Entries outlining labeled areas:
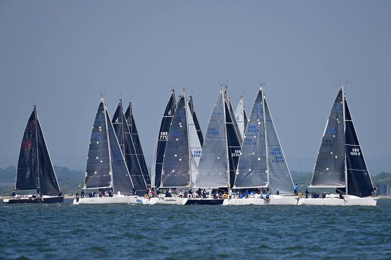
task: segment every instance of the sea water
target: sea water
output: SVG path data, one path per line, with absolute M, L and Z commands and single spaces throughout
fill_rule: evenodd
M 0 205 L 0 259 L 391 258 L 376 207 Z

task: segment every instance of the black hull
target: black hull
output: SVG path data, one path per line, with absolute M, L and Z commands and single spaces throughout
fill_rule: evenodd
M 185 205 L 222 205 L 224 199 L 188 200 Z
M 8 201 L 3 200 L 3 203 L 15 204 L 19 203 L 62 203 L 64 202 L 64 197 L 53 197 L 45 198 L 43 200 L 40 198 L 32 199 L 10 199 Z

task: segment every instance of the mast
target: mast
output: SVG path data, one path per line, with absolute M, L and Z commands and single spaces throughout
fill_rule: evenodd
M 34 100 L 34 110 L 35 113 L 35 138 L 37 140 L 37 164 L 38 165 L 38 190 L 40 195 L 41 195 L 41 183 L 40 183 L 40 156 L 39 150 L 38 150 L 38 124 L 37 123 L 37 106 L 35 105 L 35 100 Z
M 267 186 L 270 184 L 270 175 L 269 172 L 269 148 L 267 146 L 267 130 L 266 127 L 266 116 L 265 111 L 265 93 L 263 90 L 264 83 L 261 84 L 261 91 L 262 92 L 262 107 L 263 110 L 263 124 L 265 128 L 265 144 L 266 148 L 266 169 L 267 171 Z
M 102 95 L 102 100 L 103 101 L 103 111 L 105 112 L 105 121 L 106 125 L 106 135 L 107 135 L 107 142 L 108 146 L 109 148 L 109 165 L 110 166 L 110 172 L 109 173 L 110 175 L 110 178 L 111 180 L 111 183 L 110 186 L 114 191 L 114 182 L 113 181 L 113 166 L 111 158 L 111 152 L 110 149 L 110 138 L 109 137 L 109 126 L 108 124 L 107 117 L 106 116 L 106 104 L 105 103 L 105 99 L 103 98 L 103 94 Z
M 344 83 L 341 83 L 341 88 L 342 89 L 342 111 L 344 114 L 344 146 L 345 146 L 345 154 L 344 160 L 345 161 L 345 193 L 348 193 L 348 167 L 346 162 L 346 117 L 345 116 L 345 93 L 344 90 Z

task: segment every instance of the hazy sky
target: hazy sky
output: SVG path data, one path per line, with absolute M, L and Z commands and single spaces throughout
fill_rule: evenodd
M 87 157 L 101 91 L 133 95 L 152 154 L 174 84 L 203 131 L 229 80 L 260 81 L 288 157 L 315 157 L 340 82 L 364 154 L 391 156 L 391 1 L 1 1 L 0 154 L 17 155 L 35 99 L 52 159 Z M 151 162 L 148 162 L 149 164 Z

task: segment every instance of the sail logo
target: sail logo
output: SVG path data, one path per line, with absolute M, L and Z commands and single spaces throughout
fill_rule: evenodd
M 30 149 L 31 148 L 31 141 L 23 141 L 22 147 L 23 149 Z
M 334 126 L 327 126 L 326 128 L 326 134 L 328 135 L 335 135 L 337 134 L 337 130 Z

Exercise requirements » Reproduce the lines above, starting with the first one and continuing through the line that contains "M 0 205 L 0 259 L 391 258 L 376 207 Z", including both. Omit the pictures from your answer.

Right answer »
task: segment every instance of the sea water
target: sea water
output: SVG path data, one path per line, with absolute M, L and Z commands and single spaces throughout
fill_rule: evenodd
M 0 205 L 0 259 L 391 258 L 376 207 Z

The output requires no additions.